Законы о «декоммунизации» украинским президентом были подписаны более года назад: 15 мая 2015 года. С тех пор в стране переименованными оказались тысячи улиц, города Артемовск, Орджоникидзе и Днепропетровск превратились соответственно в Бахмут, Покров и Днипро. Последнее название когда-то считалось неформальной «кличкой» миллионного города на Днепре, вроде российского «Питер» для Санкт-Петербурга, — теперь все официально. Его приводят на картах и указателях.
Пару недель назад украинские активисты и историки собрались на очередной круглый стол, посвященный итогам «декоммунизации». Модерирует его искусствовед и активист Евгения Моляр, главная защитница советских мозаик в Киеве. Все проходит в помещении независимого информационного центра под сводами Украинского дома. Облицованный мрамором комплекс на Европейской площади в советское время был музеем Ленина. Из-под купола просторного музейного холла огромную статую Ильича демонтировали еще в начале 90-х, извлекать осколки каменной туши пришлось частями, целиком статуя не пролезала ни в один проем. Спустя четверть века кадры штурма этого же здания — то защитниками Майдана, то защитниками режима — облетят полсвета.
Несколько дней назад в рамках «декоммунизации» было принято решение демонтировать советские барельефы, украшавшие здание Украинского дома, несмотря на то что в списке объектов, подлежащих демонтажу, они не значились. Уже 18 августа к каменным пролетариям приехали рабочие с болгаркой. Не помогли ни протесты искусствоведов, ни увещевания внука скульптора. Та же опасность нависла над многочисленными киевскими мозаиками.
В списках на демонтаж их также нет, но требования уничтожить то одну, то другую раздаются с завидной регулярностью. Первым погибло мозаичное панно на здании школы № 141. Изображение пионеров смутило директора, и тот решил сбить его «на всякий случай». Больше повезло красноармейцу на одной из станций метрополитена, его удалось отстоять: от греха подальше портрет забили фанерой. Но удастся бойцу РККА скрыться от возмездия или нет — большой вопрос.
Дмитрий Ребров поговорил с Евгенией Моляр о том, зачем защищать «неудобные» мозаики в городе, пытающемся забыть о советском прошлом, и чем оборачивается «декоммунизация» на местах, от Винницы до прифронтового Донбасса.

> ПОСТАВЛЕННАЯ ЗАДАЧА 1: Воспроизведите фрагмент текста о декоммунизации, начиная со слов «Несколько дней назад» и продолжая вплоть до слов «многочисленными киевскими мозаиками.».

(Строки набора данных о расположении объектов)
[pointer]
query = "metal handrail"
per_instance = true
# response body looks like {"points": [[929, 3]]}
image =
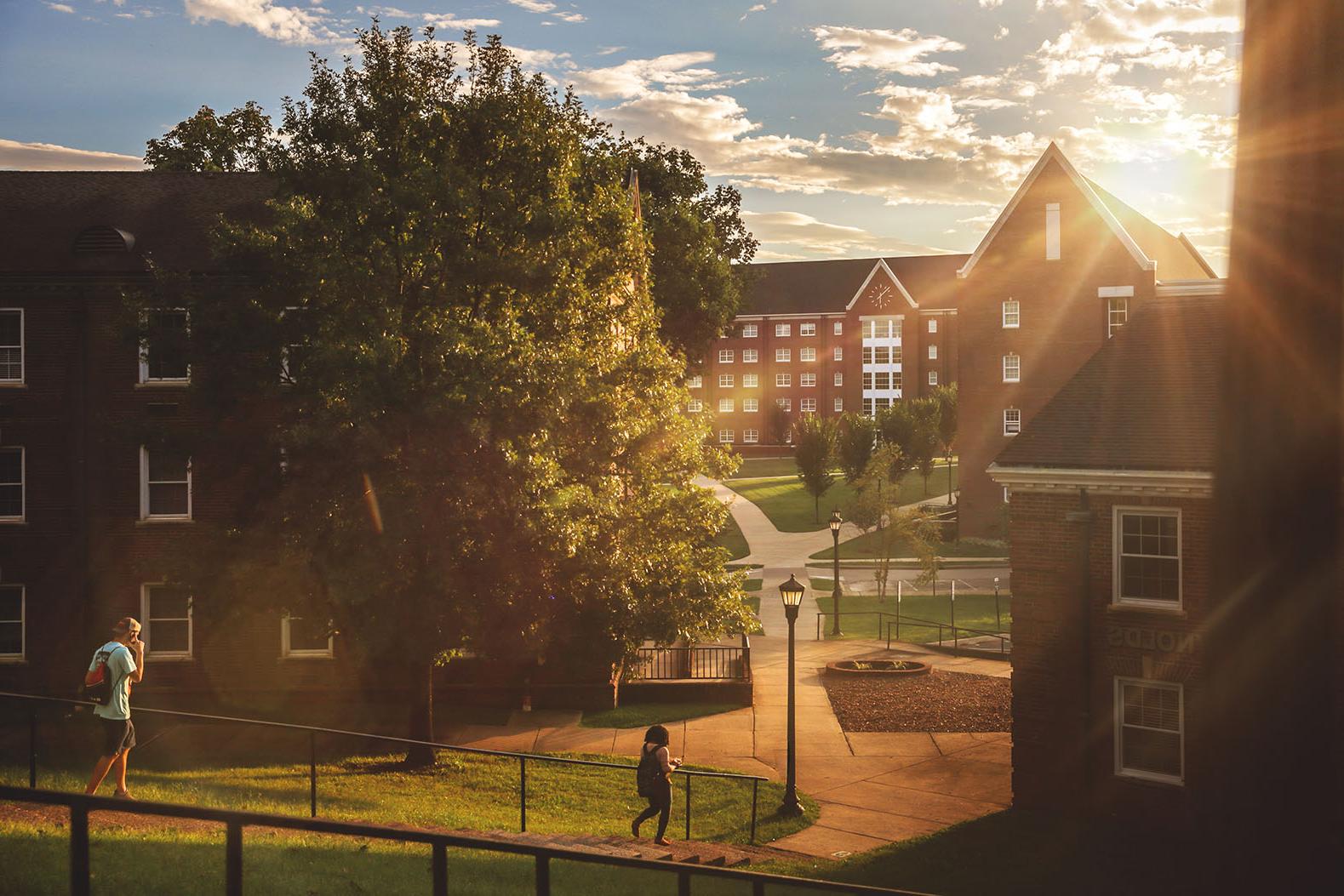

> ПОСТАВЛЕННАЯ ЗАДАЧА 2: Представьте все строки приведенных записей в виде нумерованного списка, опустив пустые строки. Изображения в ответ не включайте.

> ПОЛНЫЙ ОТВЕТ 1:
Несколько дней назад в рамках «декоммунизации» было принято решение демонтировать советские барельефы, украшавшие здание Украинского дома, несмотря на то что в списке объектов, подлежащих демонтажу, они не значились. Уже 18 августа к каменным пролетариям приехали рабочие с болгаркой. Не помогли ни протесты искусствоведов, ни увещевания внука скульптора. Та же опасность нависла над многочисленными киевскими мозаиками.

> ПОЛНЫЙ ОТВЕТ 2:
1. [pointer]
2. query = "metal handrail"
3. per_instance = true
4. # response body looks like {"points": [[929, 3]]}
5. image =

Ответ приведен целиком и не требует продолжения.